**Problem to solve:** In the biography of William Blagheen, why was his 1890 pension application turned down?

**Selected extract:**
'''

William Blagheen (born c. 1832, date of death unknown), also known as William Blagden, was a Union Navy sailor in the American Civil War and a recipient of the U.S. military's highest decoration, the Medal of Honor, for his actions at the Battle of Mobile Bay.

==Biography==
Born in 1832 in Devon, England, Blagheen immigrated to the United States and was living in New York City when he joined the U.S. Navy. He served during the Civil War as a ship's cook on the . At the Battle of Mobile Bay on August 5, 1864, he helped supply ammunition to Brooklyns guns as part of the ship's powder division. He remained at his position near the shell whips (devices used to lift artillery shells up to the gun deck) despite heavy fire. For this action, he was awarded the Medal of Honor four months later, by General Order 45 dated December 31, 1864.

Blagheen deserted the same month his medal was issued, and apparently returned to New York. He is known to have applied for a pension in late 1890, which was rejected on account of his desertion.

Blagheen's official Medal of Honor citation reads:
On board the U.S.S. Brooklyn during successful attacks against Fort Morgan, rebel gunboats and the ram Tennessee in Mobile Bay, on 5 August 1864. Stationed in the immediate vicinity of the shell whips which were twice cleared of men by bursting shells, Blagheen remained steadfast at his post and performed his duties in the powder division throughout the furious action which resulted in the surrender of the prize rebel ram Tennessee and in the damaging and destruction of batteries at Fort Morgan.

'''

**Data provided:**
'''

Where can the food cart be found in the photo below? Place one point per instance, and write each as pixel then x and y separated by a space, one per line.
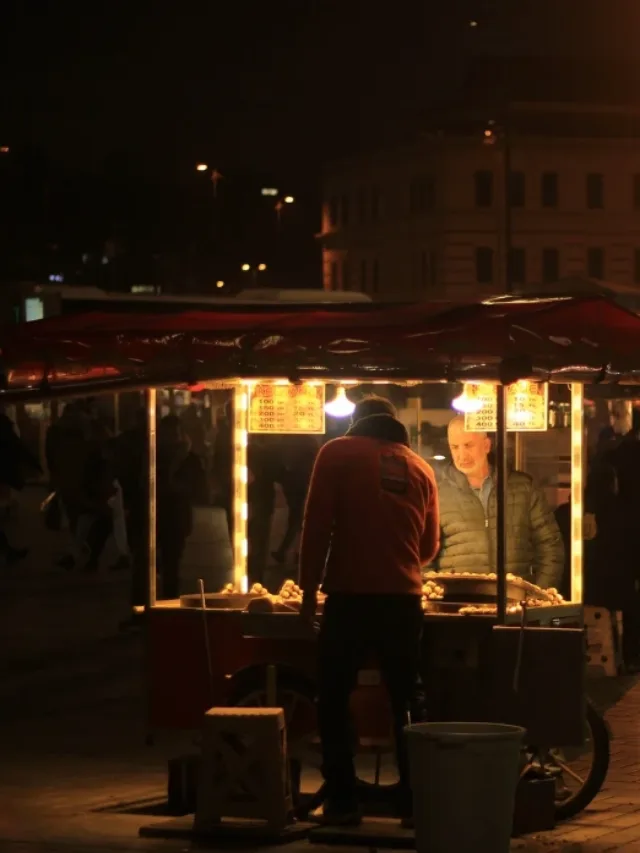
pixel 496 648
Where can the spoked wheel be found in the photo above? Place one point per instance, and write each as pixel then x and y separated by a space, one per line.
pixel 579 771
pixel 296 696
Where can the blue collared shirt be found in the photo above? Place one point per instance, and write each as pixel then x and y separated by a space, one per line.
pixel 483 494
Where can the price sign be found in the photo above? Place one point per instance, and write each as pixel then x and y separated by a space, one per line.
pixel 481 402
pixel 527 404
pixel 287 409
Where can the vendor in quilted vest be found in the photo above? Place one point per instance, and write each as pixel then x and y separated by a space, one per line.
pixel 468 504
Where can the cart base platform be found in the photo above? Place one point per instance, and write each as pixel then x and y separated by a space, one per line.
pixel 372 833
pixel 182 828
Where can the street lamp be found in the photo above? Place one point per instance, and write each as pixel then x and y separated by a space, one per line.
pixel 254 270
pixel 287 199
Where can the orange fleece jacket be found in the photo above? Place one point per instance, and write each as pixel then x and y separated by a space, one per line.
pixel 371 519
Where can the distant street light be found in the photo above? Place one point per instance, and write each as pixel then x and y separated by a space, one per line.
pixel 254 270
pixel 287 199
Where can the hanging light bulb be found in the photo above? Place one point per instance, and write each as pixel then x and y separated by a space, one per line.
pixel 466 405
pixel 341 406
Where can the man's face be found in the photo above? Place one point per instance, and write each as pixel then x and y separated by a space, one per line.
pixel 469 451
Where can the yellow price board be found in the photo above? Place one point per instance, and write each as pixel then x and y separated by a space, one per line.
pixel 287 409
pixel 527 405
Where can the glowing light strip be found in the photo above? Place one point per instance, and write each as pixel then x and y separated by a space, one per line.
pixel 240 480
pixel 152 497
pixel 577 489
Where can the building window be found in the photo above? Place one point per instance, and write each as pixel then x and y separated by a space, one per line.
pixel 346 283
pixel 334 276
pixel 517 189
pixel 375 276
pixel 549 189
pixel 375 203
pixel 484 265
pixel 595 191
pixel 362 206
pixel 422 194
pixel 595 263
pixel 344 207
pixel 427 268
pixel 636 192
pixel 550 265
pixel 518 266
pixel 484 188
pixel 333 212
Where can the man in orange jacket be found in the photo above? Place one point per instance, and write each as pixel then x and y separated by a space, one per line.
pixel 371 523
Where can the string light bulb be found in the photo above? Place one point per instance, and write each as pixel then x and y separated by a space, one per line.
pixel 341 406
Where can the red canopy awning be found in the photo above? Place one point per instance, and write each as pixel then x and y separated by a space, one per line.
pixel 556 338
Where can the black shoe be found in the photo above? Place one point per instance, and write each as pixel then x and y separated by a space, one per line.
pixel 14 555
pixel 339 816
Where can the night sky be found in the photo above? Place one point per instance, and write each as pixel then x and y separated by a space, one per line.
pixel 265 90
pixel 263 83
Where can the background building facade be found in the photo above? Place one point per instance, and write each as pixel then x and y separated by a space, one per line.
pixel 429 220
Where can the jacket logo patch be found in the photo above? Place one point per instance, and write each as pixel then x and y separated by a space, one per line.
pixel 394 473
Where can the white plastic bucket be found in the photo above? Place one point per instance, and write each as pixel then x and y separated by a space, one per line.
pixel 464 778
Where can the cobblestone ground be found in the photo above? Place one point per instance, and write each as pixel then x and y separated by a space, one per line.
pixel 72 733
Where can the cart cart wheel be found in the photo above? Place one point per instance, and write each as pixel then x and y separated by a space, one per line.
pixel 580 771
pixel 295 694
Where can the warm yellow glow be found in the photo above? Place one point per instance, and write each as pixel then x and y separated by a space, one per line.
pixel 151 527
pixel 577 488
pixel 341 406
pixel 240 479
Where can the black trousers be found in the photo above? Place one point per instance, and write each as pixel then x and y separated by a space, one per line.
pixel 355 628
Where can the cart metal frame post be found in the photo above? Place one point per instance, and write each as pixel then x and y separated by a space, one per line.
pixel 577 490
pixel 151 402
pixel 501 502
pixel 241 480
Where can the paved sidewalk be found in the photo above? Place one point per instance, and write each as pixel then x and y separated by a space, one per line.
pixel 72 746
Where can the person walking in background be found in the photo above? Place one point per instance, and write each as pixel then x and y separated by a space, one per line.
pixel 66 451
pixel 16 463
pixel 181 483
pixel 371 523
pixel 297 456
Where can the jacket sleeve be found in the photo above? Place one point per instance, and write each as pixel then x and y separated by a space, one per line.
pixel 319 514
pixel 430 543
pixel 548 548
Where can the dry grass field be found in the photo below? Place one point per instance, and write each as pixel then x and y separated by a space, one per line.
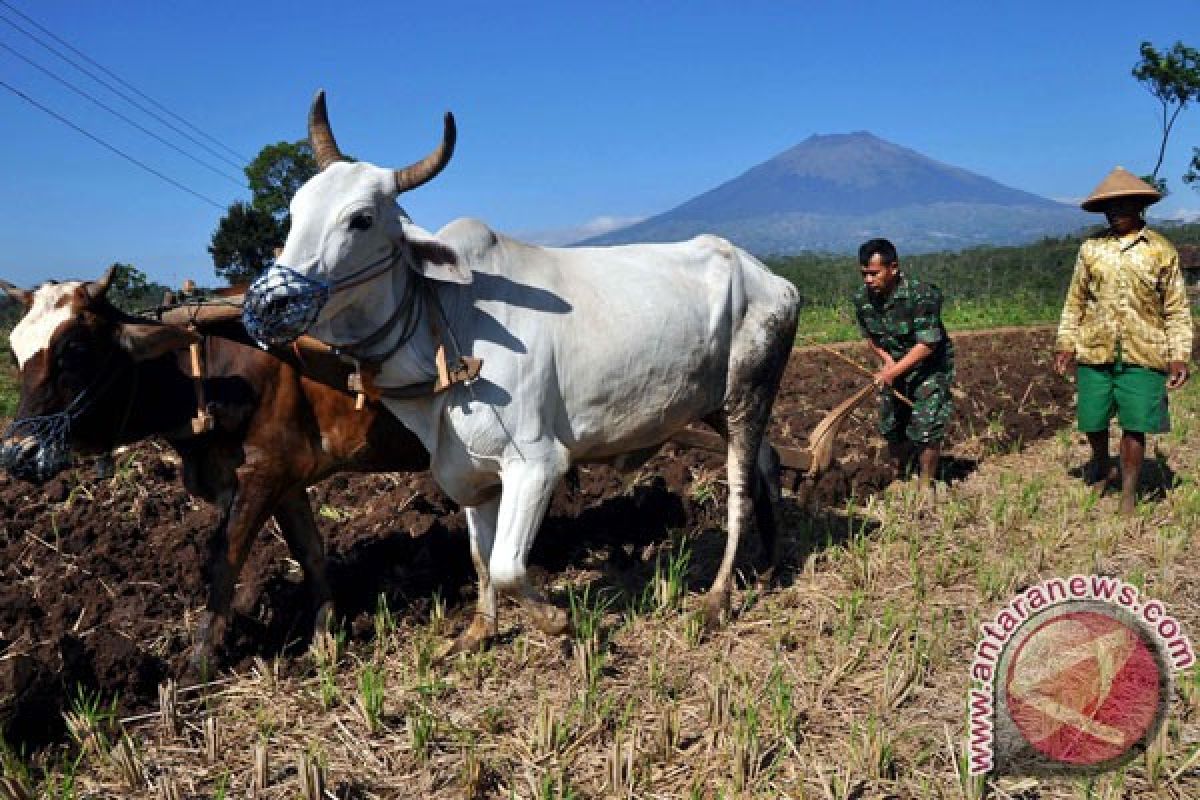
pixel 846 679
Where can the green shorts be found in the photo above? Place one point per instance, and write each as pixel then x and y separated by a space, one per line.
pixel 931 407
pixel 1137 395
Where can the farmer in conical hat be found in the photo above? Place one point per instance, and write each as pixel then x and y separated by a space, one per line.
pixel 901 320
pixel 1127 325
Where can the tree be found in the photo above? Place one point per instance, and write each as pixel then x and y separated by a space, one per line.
pixel 131 289
pixel 244 244
pixel 1173 77
pixel 276 173
pixel 246 238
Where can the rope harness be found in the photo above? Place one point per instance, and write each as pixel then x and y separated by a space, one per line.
pixel 281 305
pixel 52 432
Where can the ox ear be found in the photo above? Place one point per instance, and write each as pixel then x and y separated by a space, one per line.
pixel 149 341
pixel 24 296
pixel 433 258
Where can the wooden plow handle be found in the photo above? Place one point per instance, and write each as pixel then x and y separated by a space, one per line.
pixel 813 459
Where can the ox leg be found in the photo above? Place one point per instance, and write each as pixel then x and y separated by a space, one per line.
pixel 527 489
pixel 742 477
pixel 247 511
pixel 766 491
pixel 766 501
pixel 481 522
pixel 299 529
pixel 745 415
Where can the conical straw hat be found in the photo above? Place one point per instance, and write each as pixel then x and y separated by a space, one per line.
pixel 1120 182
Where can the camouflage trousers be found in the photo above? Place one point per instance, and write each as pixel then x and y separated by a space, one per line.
pixel 931 408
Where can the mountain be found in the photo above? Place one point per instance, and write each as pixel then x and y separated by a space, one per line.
pixel 833 192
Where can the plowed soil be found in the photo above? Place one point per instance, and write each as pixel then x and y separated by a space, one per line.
pixel 102 577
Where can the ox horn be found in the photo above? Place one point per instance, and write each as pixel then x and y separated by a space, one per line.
pixel 24 296
pixel 321 136
pixel 97 289
pixel 427 168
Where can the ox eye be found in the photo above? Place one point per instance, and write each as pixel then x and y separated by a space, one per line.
pixel 361 221
pixel 73 353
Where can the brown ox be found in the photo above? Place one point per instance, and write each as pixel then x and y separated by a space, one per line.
pixel 93 378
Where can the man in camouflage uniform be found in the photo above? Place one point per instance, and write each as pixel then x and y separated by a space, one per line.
pixel 901 320
pixel 1128 325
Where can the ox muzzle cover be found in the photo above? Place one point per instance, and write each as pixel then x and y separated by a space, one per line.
pixel 36 447
pixel 281 305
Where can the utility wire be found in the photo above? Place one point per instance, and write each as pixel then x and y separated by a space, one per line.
pixel 123 82
pixel 121 94
pixel 105 144
pixel 123 116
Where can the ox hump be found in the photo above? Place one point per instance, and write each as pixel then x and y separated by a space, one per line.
pixel 718 245
pixel 53 305
pixel 468 235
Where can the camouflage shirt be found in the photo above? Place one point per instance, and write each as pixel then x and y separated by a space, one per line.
pixel 911 314
pixel 1127 293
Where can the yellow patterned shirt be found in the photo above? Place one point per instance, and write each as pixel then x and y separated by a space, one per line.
pixel 1127 293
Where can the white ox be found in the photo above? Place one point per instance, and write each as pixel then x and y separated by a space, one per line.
pixel 588 354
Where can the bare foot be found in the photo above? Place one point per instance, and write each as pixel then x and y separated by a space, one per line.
pixel 1128 501
pixel 1101 475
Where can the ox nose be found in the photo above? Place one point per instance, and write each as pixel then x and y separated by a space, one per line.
pixel 19 456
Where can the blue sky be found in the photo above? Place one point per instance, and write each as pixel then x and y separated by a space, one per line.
pixel 568 113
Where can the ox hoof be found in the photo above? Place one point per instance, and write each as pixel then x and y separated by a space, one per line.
pixel 474 639
pixel 550 619
pixel 202 663
pixel 465 642
pixel 715 608
pixel 323 621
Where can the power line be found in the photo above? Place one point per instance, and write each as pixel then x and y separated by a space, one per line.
pixel 121 94
pixel 123 116
pixel 120 80
pixel 105 144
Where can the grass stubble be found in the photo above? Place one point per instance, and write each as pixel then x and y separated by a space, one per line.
pixel 847 680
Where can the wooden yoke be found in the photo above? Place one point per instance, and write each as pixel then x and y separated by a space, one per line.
pixel 203 421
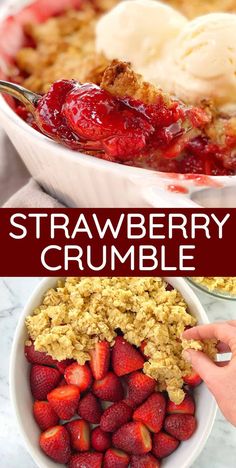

'''

**Answer area:** It was rejected because he had deserted.